[Stored entries]
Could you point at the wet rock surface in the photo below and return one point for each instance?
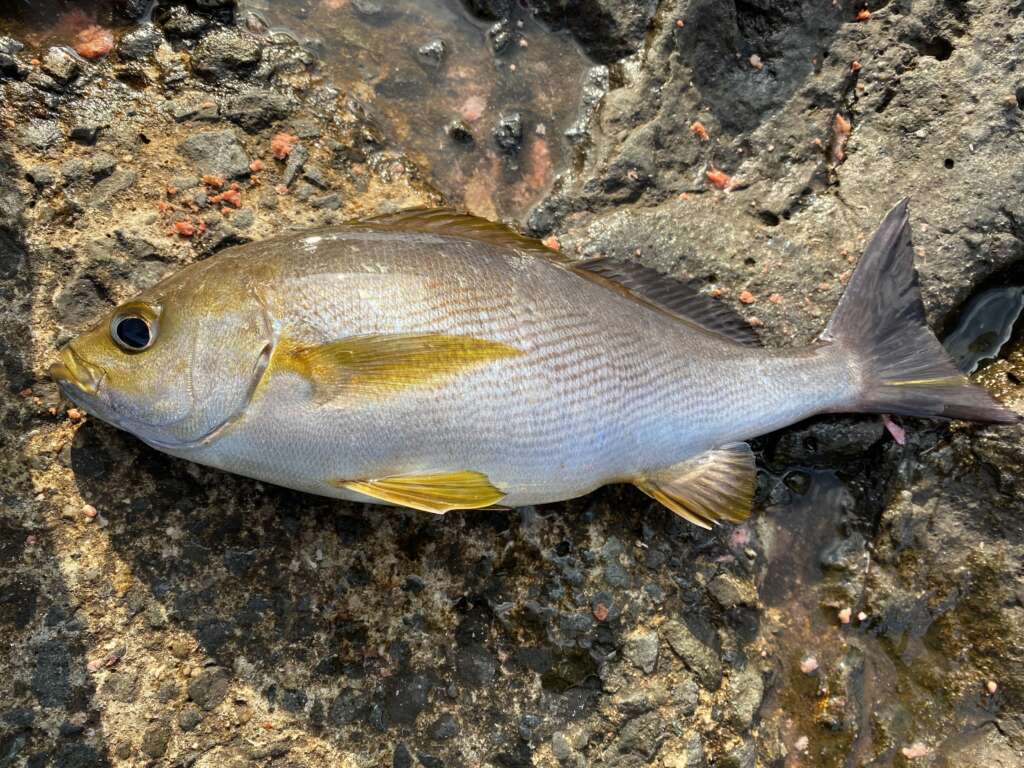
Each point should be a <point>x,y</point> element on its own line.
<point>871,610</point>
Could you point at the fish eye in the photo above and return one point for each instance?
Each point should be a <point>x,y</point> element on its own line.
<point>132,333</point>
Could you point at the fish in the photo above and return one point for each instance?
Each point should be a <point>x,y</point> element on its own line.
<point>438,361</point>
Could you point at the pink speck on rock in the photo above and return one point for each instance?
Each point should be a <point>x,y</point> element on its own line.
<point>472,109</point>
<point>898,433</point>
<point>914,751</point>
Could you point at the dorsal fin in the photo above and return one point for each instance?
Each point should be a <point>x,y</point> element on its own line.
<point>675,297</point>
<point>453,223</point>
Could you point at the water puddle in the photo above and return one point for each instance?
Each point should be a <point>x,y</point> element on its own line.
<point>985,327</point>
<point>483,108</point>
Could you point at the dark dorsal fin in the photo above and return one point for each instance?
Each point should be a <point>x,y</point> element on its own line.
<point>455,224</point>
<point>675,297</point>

--

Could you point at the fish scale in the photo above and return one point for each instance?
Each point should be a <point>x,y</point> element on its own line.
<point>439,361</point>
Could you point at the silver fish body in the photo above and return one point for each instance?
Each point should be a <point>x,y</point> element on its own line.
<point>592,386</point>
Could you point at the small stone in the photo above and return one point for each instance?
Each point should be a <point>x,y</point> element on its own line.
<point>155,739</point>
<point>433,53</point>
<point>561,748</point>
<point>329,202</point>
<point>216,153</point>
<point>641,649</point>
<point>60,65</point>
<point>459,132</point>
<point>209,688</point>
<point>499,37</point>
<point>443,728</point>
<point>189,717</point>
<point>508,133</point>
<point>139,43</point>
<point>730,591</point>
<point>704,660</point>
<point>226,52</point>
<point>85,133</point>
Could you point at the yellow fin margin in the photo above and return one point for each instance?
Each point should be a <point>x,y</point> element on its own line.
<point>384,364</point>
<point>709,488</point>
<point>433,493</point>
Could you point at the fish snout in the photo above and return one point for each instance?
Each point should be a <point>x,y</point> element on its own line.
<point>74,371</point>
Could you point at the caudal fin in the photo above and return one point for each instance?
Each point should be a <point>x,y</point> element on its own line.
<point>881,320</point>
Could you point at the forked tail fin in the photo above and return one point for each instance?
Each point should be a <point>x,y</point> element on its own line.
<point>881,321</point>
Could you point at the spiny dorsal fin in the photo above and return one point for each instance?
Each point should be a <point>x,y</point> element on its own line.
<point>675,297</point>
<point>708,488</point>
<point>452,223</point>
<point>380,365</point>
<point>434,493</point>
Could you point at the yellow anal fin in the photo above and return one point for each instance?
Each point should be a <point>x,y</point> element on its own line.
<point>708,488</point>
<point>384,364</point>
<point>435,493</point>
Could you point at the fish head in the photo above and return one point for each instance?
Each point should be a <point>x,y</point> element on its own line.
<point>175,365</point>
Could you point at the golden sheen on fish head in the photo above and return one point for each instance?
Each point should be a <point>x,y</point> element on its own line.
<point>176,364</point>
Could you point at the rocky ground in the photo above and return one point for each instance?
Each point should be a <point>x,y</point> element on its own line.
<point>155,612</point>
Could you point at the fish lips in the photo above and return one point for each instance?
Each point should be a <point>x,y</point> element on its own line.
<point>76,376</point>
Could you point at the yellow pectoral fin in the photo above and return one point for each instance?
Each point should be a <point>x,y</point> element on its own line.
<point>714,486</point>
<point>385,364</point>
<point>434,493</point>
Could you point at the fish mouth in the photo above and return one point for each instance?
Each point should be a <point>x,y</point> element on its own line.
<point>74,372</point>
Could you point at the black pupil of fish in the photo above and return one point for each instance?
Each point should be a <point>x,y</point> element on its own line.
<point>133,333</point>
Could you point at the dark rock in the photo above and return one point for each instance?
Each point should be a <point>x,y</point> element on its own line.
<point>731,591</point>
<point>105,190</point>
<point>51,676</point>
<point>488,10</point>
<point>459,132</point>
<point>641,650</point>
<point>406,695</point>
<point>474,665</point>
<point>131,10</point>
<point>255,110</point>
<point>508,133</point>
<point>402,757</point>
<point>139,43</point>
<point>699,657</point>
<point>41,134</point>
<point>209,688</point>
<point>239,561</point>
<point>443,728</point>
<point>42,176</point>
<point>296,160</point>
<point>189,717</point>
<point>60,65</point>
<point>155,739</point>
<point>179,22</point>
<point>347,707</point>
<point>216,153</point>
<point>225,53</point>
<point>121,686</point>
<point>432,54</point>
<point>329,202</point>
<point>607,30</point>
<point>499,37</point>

Task objective: There is a line with "Could you point at the fish lips" and a line with "Could you point at the dark rock" above. Copy exactly those two lines and all lines between them, with nothing else.

Written response:
Could you point at the fish lips in the photo above and return one point for each instance?
Each point should be a <point>x,y</point> element on its own line.
<point>76,376</point>
Could you point at the yellow pectoral fin in the photo above and return one point for each instance?
Each point should be a <point>x,y</point> element on its own line.
<point>714,486</point>
<point>385,364</point>
<point>434,493</point>
Could you point at the fish mouth in the photo above and return one point for each instance?
Each point should be a <point>x,y</point> element on its own line.
<point>74,372</point>
Could you point at the black pupil of fish in the photo above and return one point for each instance?
Each point should be a <point>x,y</point> element on its own line.
<point>133,333</point>
Could you point at the dark rock in the photo above and return one point for each instance?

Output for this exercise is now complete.